**Text section**
<<<<

Staycations are also trending among Saudi travellers, with more than a third (36%) opting for extended weekend breaks lasting four to six days. Leading leisure destinations include Makkah, cited by 42% of respondents, while high-income travellers named Riyadh (61%) as their top choice.
Domestic tourists are increasingly venturing beyond the main urban hubs, supported by tourism marketing campaigns and seasonal airline offers. Mountain destinations such as Abha (24%) and Taif (22%) are attracting summer visitors seeking cooler weather, while AlUla – which recently welcomed Prince William on his first official visit to Saudi Arabia – now draws 20% of domestic travellers and is gaining global recognition.
Commenting on the kingdom’s hotel and tourism trajectory, Oussama El Kadiri, Partner – Head of Hospitality, Tourism & Leisure Advisory, MENA at Knight Frank, said Saudi Arabia’s tourism and leisure sector “stands on the brink of a historic transformation” led by developments such as The Red Sea, Amaala and AlUla.
“Saudi Arabia’s trajectory remains remarkable,” added El Kadiri. “By blending heritage tourism, pilgrimage innovation and modern leisure experiences, the kingdom is crafting a multifaceted tourism identity in which luxury meets authenticity and ambition meets execution.”

>>>>

**Task objective**
Answer these questions about the passage on Saudi tourism trends:
(a) What percentage of respondents cited Makkah as a leading leisure destination?
(b) What share of domestic travelers does AlUla now draw?
(c) At which firm does Oussama El Kadiri work?

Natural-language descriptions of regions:

<<<<

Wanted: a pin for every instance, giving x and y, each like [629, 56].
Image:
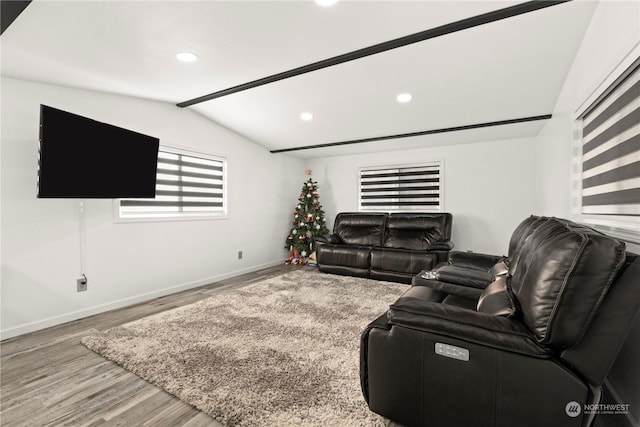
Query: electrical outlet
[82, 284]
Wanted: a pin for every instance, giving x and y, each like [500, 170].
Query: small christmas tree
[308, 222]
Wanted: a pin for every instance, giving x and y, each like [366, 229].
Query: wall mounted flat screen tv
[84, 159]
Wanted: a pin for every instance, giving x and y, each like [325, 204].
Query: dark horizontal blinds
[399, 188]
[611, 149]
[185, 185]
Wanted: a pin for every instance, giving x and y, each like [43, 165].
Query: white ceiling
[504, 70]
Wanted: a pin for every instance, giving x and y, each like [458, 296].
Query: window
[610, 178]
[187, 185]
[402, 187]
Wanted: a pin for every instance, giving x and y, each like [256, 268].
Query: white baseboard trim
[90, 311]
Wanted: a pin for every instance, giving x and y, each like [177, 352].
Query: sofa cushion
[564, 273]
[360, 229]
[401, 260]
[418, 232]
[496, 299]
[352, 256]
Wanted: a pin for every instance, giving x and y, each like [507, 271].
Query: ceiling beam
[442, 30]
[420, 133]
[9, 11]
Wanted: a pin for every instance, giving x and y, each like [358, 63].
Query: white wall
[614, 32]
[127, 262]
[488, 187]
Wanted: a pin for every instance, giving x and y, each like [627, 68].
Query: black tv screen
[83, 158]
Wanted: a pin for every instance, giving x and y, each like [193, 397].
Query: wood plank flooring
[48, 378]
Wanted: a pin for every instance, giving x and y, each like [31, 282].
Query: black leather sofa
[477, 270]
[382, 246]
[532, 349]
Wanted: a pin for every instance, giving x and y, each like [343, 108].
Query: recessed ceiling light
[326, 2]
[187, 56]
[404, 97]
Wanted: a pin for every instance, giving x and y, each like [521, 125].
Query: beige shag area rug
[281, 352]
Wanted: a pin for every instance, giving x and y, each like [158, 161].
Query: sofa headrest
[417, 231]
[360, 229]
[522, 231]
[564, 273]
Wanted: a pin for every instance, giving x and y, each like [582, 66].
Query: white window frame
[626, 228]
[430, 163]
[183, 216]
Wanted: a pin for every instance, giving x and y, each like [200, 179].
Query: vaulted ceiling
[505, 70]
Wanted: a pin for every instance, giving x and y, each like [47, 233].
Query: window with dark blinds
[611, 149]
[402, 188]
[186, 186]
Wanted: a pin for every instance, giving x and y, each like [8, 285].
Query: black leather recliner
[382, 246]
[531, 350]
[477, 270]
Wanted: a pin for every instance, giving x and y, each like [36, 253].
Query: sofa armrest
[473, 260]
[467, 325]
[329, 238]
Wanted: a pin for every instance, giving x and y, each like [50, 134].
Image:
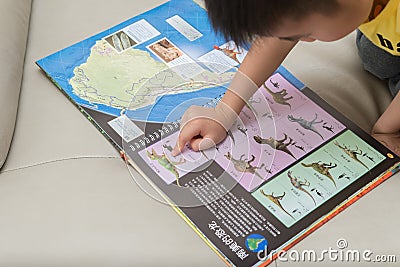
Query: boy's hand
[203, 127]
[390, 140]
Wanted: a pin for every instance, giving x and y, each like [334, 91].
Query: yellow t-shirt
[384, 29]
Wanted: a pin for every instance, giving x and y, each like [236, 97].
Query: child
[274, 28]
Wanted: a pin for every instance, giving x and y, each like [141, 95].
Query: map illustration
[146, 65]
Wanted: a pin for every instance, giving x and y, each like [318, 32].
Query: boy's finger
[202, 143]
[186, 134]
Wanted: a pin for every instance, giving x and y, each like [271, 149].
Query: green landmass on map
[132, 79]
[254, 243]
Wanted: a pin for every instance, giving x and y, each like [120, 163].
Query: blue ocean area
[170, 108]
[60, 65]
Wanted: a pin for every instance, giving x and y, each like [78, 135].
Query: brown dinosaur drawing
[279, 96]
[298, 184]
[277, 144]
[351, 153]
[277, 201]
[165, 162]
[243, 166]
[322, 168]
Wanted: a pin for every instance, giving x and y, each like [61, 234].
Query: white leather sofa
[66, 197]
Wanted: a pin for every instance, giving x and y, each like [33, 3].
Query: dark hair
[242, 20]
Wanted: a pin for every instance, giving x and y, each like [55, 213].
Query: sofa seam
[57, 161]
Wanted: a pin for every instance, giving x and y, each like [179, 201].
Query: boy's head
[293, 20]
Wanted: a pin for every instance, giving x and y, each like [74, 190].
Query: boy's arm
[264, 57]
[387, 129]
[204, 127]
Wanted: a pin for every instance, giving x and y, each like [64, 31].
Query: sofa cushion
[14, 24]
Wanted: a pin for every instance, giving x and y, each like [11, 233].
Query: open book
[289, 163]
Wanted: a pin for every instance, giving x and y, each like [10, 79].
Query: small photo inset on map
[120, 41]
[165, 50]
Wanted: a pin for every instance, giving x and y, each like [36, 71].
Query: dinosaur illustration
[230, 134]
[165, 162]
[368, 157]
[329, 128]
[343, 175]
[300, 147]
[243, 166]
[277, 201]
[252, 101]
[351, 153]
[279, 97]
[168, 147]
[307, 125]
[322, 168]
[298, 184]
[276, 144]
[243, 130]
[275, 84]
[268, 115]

>>>>

**Exercise result**
(a) 42%
(b) 20%
(c) Knight Frank